Rows of box annotation data

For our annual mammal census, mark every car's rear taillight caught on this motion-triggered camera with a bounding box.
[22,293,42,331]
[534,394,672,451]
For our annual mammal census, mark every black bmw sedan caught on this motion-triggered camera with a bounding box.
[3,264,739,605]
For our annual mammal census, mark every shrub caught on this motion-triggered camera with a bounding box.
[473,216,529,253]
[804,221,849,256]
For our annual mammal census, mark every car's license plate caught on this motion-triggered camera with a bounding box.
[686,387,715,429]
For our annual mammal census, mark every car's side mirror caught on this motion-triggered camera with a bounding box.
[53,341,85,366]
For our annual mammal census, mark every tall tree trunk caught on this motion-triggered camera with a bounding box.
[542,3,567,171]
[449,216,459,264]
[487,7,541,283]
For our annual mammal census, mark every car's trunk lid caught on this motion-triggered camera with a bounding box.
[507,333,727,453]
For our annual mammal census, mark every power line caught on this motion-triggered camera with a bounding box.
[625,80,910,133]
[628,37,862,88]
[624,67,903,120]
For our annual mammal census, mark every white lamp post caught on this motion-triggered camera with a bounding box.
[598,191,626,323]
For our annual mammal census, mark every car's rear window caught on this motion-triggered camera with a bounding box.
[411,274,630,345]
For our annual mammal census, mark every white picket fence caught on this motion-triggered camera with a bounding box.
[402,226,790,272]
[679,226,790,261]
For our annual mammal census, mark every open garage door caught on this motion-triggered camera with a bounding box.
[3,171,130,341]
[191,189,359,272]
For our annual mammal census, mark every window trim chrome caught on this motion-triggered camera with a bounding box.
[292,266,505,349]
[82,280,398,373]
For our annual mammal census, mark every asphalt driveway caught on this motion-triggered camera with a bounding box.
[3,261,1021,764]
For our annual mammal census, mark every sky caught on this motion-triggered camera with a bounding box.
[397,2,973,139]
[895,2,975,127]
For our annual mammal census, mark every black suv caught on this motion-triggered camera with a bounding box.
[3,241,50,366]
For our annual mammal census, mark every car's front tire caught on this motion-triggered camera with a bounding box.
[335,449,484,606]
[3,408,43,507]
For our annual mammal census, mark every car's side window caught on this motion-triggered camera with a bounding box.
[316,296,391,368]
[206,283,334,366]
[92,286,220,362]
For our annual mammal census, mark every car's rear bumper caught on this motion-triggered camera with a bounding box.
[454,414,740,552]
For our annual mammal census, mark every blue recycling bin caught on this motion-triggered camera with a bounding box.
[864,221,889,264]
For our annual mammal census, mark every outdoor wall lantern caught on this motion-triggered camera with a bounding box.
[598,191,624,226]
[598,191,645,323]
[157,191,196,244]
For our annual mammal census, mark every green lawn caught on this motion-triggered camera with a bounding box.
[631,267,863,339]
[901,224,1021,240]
* * *
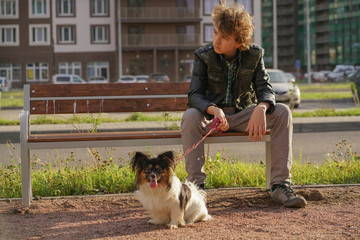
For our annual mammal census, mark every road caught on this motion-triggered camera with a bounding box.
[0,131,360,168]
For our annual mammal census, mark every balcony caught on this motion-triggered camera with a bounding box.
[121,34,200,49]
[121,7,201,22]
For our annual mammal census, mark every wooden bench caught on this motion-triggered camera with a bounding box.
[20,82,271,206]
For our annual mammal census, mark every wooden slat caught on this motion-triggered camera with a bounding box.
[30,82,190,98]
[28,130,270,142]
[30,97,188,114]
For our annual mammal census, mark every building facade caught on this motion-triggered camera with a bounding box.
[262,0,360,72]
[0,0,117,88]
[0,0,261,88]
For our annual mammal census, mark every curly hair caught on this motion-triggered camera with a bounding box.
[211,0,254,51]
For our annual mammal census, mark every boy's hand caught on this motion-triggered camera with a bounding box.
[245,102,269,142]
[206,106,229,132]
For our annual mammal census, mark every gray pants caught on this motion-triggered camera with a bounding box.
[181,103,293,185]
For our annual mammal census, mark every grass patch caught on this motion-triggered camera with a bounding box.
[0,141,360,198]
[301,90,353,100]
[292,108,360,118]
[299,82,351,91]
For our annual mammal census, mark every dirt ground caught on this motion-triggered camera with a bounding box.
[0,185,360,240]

- Exercise requirements: Render the items from the line containing "For our annual mammal census, mark every shrub" down to the line containing "[598,191,626,323]", both lines included, as a JSON list of strings. Use one string per line and leave out any blank lines.

- Result for this exercise:
[
  "For our annual mammal census, mark every shrub caught on this motion-triggered camera with a bounding box.",
  "[473,216,529,253]",
  "[804,221,849,256]",
  "For our annual mammal census, mark every car's license plate caught on this motion-triggered camera with a bounding box.",
  "[686,387,715,429]",
  "For our annual mammal census, mark every car's side mirror caught on this motion-triggered camera with a bounding box.",
  "[53,341,85,366]",
  "For our annual mammal census, mark every tall tree trunk caught on this motion-triggered camera with a bounding box.",
  "[542,3,567,171]",
  "[449,216,459,264]",
  "[487,7,541,283]",
  "For our annual mammal census, mark every car's trunk lid caught on this motion-triggered camera with a bounding box.",
  "[507,333,727,453]",
  "For our annual mammal census, mark every power line caught on this motion-triggered camera with a bounding box.",
  "[625,80,910,133]",
  "[628,37,862,88]",
  "[624,67,903,120]",
  "For our annual mammal census, mark every white lamp post caught on this motion-triggered camera with a bounding box.",
  "[598,191,626,323]"
]